- _WHAT THE TASK REQUIRES_: Output exactly, and only, the stretch of lines beginning at the line with "Indicate every instance of the brick" and ending at the last line of the listing below. Drop the pictures.

-- START OF DATASET CONTENT --

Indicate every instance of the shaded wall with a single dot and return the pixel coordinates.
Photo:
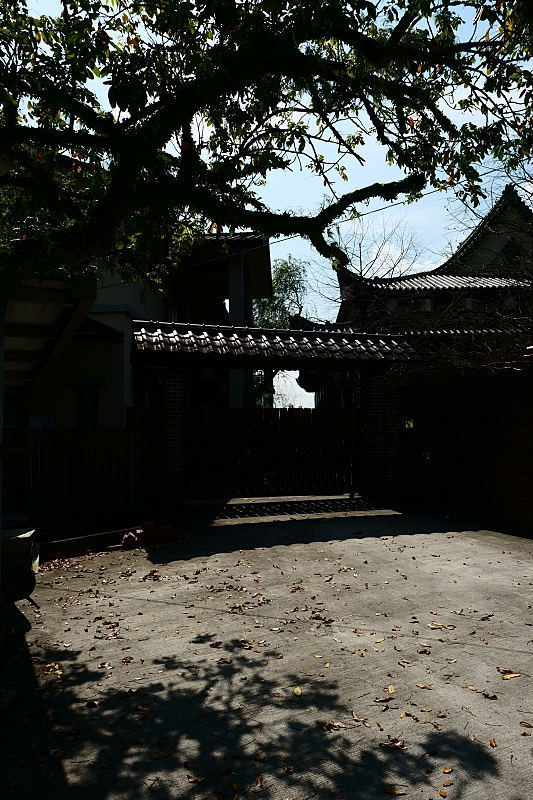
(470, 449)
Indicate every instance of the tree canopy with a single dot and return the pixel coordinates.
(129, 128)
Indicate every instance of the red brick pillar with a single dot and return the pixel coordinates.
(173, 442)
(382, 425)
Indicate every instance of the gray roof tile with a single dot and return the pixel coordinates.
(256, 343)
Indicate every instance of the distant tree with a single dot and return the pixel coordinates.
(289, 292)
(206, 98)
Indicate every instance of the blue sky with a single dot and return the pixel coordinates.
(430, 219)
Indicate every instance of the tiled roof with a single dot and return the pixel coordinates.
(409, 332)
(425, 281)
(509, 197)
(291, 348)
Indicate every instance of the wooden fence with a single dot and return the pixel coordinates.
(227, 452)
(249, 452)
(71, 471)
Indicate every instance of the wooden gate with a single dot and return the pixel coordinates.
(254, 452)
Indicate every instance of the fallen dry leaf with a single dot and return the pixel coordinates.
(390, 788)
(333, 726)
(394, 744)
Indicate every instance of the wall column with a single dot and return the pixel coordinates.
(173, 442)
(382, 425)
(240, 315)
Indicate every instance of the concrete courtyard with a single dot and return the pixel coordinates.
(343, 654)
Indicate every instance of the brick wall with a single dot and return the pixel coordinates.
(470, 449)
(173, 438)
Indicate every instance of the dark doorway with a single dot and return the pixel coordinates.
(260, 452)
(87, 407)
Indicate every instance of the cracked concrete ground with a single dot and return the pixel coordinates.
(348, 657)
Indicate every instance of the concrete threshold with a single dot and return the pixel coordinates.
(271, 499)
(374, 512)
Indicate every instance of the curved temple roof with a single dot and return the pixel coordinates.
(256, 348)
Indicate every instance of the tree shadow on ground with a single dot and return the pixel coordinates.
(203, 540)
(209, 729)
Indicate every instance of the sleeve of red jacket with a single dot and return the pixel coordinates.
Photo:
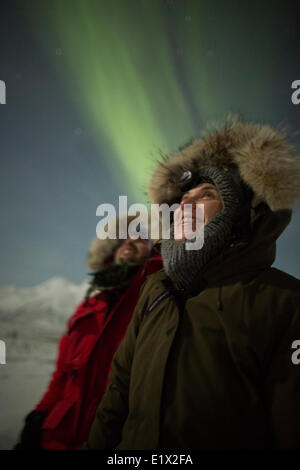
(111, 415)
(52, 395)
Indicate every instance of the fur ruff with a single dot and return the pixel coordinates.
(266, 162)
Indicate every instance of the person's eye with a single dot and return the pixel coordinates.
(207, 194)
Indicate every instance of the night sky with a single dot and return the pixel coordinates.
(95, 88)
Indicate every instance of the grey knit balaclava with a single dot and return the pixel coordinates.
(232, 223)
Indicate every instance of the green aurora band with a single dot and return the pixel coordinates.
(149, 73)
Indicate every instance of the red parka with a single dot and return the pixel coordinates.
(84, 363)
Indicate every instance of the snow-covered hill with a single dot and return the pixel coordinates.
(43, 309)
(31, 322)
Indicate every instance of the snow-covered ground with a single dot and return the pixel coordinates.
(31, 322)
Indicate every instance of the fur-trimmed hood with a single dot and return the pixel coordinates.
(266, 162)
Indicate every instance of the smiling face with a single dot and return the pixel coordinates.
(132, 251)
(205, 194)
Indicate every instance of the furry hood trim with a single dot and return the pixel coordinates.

-- END OF DATASET CONTENT --

- _TASK RESULT_:
Indicate every instance of the brick wall with a single dot and return the pixel coordinates.
(470, 449)
(173, 438)
Indicate every instance of the dark doorway with a single dot and return the pixel coordinates.
(260, 452)
(87, 407)
Indicate every instance of the cracked concrete ground with a single dot and return the pixel coordinates.
(348, 657)
Indicate every instance of the concrete threshold with a single dot and return the pixel coordinates.
(271, 499)
(374, 512)
Indicate every instance of the curved temple roof with a single dot and return the pixel coordinates.
(256, 348)
Indicate every instance of the tree shadow on ground with a single dot and return the pixel coordinates.
(203, 540)
(209, 729)
Indicate every instance of the sleeve of red jacket with a single dot and return the pixel coordinates.
Photo:
(111, 415)
(52, 395)
Indicate every instance of the fur ruff with a single dot and return the pixel coordinates.
(266, 162)
Indicate every instance of the person's eye with a single dot and return the pixel coordinates.
(207, 194)
Indicate every instance of the night sky with a single dot and return the pixel coordinates.
(95, 88)
Indicate every instance of the grey knit balaclava with a single dot and return the pixel coordinates.
(232, 223)
Indicate every instance of the green aurora band with a single dot and return the pixel coordinates.
(149, 73)
Indicate every instance of the red parka with a single dot and return the pixel coordinates.
(84, 363)
Indicate every instance of the snow-covered hill with a single dot and return the pixel coordinates.
(43, 309)
(31, 322)
Indicate every instance of the snow-covered ground with a single dot and return the pixel coordinates.
(31, 322)
Indicate every instance of the fur-trimmed hood with a single dot and return the pixel coordinates.
(266, 162)
Indicate every instance of the smiling face with a single dot and return the pixel coordinates.
(132, 251)
(205, 194)
Indicate every instance of the furry hood trim with a single dot and return the pixel coordinates.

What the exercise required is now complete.